● **Text to read**:
A trademark is not necessary to adopt a motto.  I guess Fox wants the trademark so Rush Limbaugh and Michael Savage can't start calling themselves "Fair and Balanced" as well.  Which makes just about as much sense.  Fox isn't fair and balanced.  And all their labeling of themselves won't change that.  The question is; Who believes that they are?
Apparently we do.  Or we might.  A petition was filed with the Federal Trade commission claiming that Fox News' use of the slogan "Fair and Balanced" constitutes deceptive advertising.  Deception in advertising is a big deal.  Unwary consumers have been afforded protection from unscrupulous merchants making wild claims about their products.  Commercial advertisers have to be truthful for good reason.  For instance, you can not market your new SUV as "More energy efficient than WALKING!" without some proof of the factual nature of the claim.  You can't just make stuff up.  (Put that Super Sugar Doughnut & Cookie cereal into a new box which says "Carb Free!"**)
Generally, this applies to stuff, not ideas or opinions, right?  I predict that the political advocacy groups trying to stop Fox from using its slogan will have a tough time.  After all Fox has no obligation to actually be fair and balanced.  But those groups do have a point.  Too frequently people hear "news" that's been spun and twisted and edited and targeted to suit the agenda of the reporting folks, only to take it as "Fair and Balanced".  That's like letting parents judge the baby beauty contest.  ("After fair and balanced consideration of all the entrants I am left with the obvious conclusion that MY baby is the most beautiful.")

● **Given exercise**: Continue the commentary above on Fox News and its "Fair and Balanced" slogan, starting after its last sentence.

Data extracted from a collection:
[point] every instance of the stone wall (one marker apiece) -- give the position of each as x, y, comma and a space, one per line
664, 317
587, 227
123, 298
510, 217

● **The reply**:
Take, for instance, Michael Moore.  A lot of people are peeved at him for being biased.  Well, duh.  He has an opinion.  He'd like you to have have the same opinion.  He attempts to persuade you.  Do we know anyone else like this?  We've mentioned two, but there are more.  People (Personalities) selling opinions just like any other product. 

Caveat Emptor, Dittoheads.
Whether or not the FTC has something to say about Fox's motto remains to be seen.  Until then, I plan to formulate my own opinions based on as many facts as I can gather.  If you're a busy person you're welcome to just adopt my opinions as they are clearly the correct (and Now Carb Free!) opinions to have.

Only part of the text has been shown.